Exercise instructions: Quote all lines below exactly. Images stay out.
--- Data in this exercise ---
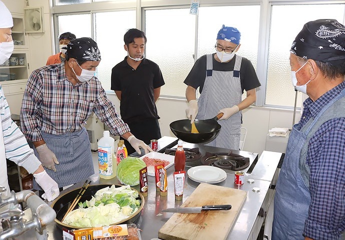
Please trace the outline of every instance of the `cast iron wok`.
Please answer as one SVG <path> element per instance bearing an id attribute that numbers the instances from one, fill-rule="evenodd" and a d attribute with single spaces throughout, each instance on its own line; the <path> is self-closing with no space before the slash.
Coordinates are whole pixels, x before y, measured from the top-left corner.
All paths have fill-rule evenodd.
<path id="1" fill-rule="evenodd" d="M 86 190 L 86 191 L 85 191 L 85 192 L 84 194 L 83 194 L 79 202 L 84 202 L 86 200 L 90 200 L 91 199 L 92 196 L 95 195 L 96 192 L 98 190 L 107 186 L 110 187 L 111 186 L 111 185 L 103 184 L 90 186 Z M 115 186 L 116 188 L 121 186 L 122 185 L 115 184 Z M 77 196 L 77 194 L 79 192 L 80 188 L 81 188 L 72 190 L 71 192 L 67 192 L 63 195 L 60 195 L 51 206 L 53 209 L 55 210 L 55 212 L 56 212 L 56 218 L 55 218 L 55 221 L 57 224 L 58 224 L 58 226 L 61 228 L 65 228 L 71 230 L 85 228 L 82 228 L 80 226 L 68 225 L 66 224 L 63 223 L 61 222 L 62 220 L 62 218 L 65 216 L 65 214 L 66 214 L 66 212 L 67 212 L 68 208 L 70 207 L 70 204 L 72 203 L 75 198 L 76 196 Z M 132 189 L 135 190 L 134 188 Z M 136 191 L 136 190 L 135 190 Z M 137 220 L 137 218 L 138 218 L 140 215 L 139 214 L 140 213 L 141 210 L 143 209 L 143 208 L 144 207 L 144 197 L 140 192 L 139 192 L 139 196 L 137 199 L 139 199 L 141 203 L 141 205 L 139 210 L 131 216 L 122 220 L 122 221 L 117 222 L 113 222 L 112 224 L 112 225 L 116 225 L 120 224 L 131 224 Z M 74 209 L 77 209 L 78 208 L 78 206 L 77 204 Z M 89 227 L 91 227 L 91 226 L 89 226 Z"/>
<path id="2" fill-rule="evenodd" d="M 190 120 L 183 119 L 173 122 L 170 124 L 170 129 L 173 134 L 181 140 L 191 144 L 202 144 L 213 140 L 219 134 L 222 126 L 217 120 L 223 116 L 220 112 L 211 119 L 194 120 L 195 126 L 199 133 L 192 133 L 192 124 Z"/>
---
Complete output:
Please trace the outline of every instance of the `cast iron wok`.
Please answer as one SVG <path> element per instance bearing an id attribute that numbers the instances from one, fill-rule="evenodd" and a d attribute with single spaces throughout, each instance on its own line; the <path> is self-closing with no space before the slash.
Coordinates are whole pixels, x before y, measured from the top-left corner.
All paths have fill-rule evenodd.
<path id="1" fill-rule="evenodd" d="M 86 190 L 86 191 L 85 191 L 85 192 L 84 194 L 83 194 L 79 202 L 84 202 L 86 200 L 90 200 L 91 199 L 92 196 L 95 195 L 96 192 L 98 190 L 107 186 L 110 187 L 111 186 L 111 185 L 103 184 L 90 186 Z M 115 186 L 116 188 L 121 186 L 122 185 L 115 184 Z M 77 196 L 77 194 L 79 192 L 80 188 L 81 188 L 72 190 L 71 192 L 67 192 L 63 195 L 60 195 L 51 206 L 53 209 L 55 210 L 55 212 L 56 212 L 56 218 L 55 218 L 55 221 L 57 224 L 58 224 L 58 226 L 61 228 L 65 228 L 71 230 L 85 228 L 82 228 L 80 226 L 68 225 L 66 224 L 63 223 L 61 222 L 62 220 L 62 218 L 65 216 L 65 214 L 66 214 L 66 212 L 67 212 L 68 208 L 70 207 L 70 204 L 72 203 L 75 198 L 76 196 Z M 132 189 L 135 190 L 134 188 Z M 136 191 L 136 190 L 135 190 Z M 137 220 L 137 218 L 138 218 L 140 215 L 139 214 L 140 213 L 141 210 L 143 209 L 143 208 L 144 207 L 144 197 L 140 192 L 139 192 L 139 196 L 137 199 L 139 199 L 141 203 L 141 205 L 139 210 L 131 216 L 122 220 L 122 221 L 117 222 L 113 222 L 112 224 L 112 225 L 116 225 L 120 224 L 131 224 Z M 74 209 L 77 209 L 78 208 L 78 206 L 77 204 Z M 89 227 L 91 227 L 91 226 L 89 226 Z"/>
<path id="2" fill-rule="evenodd" d="M 190 120 L 183 119 L 173 122 L 170 124 L 170 129 L 173 134 L 181 140 L 191 144 L 202 144 L 213 140 L 219 134 L 222 126 L 217 120 L 223 116 L 220 112 L 211 119 L 194 120 L 195 126 L 199 133 L 192 133 L 192 124 Z"/>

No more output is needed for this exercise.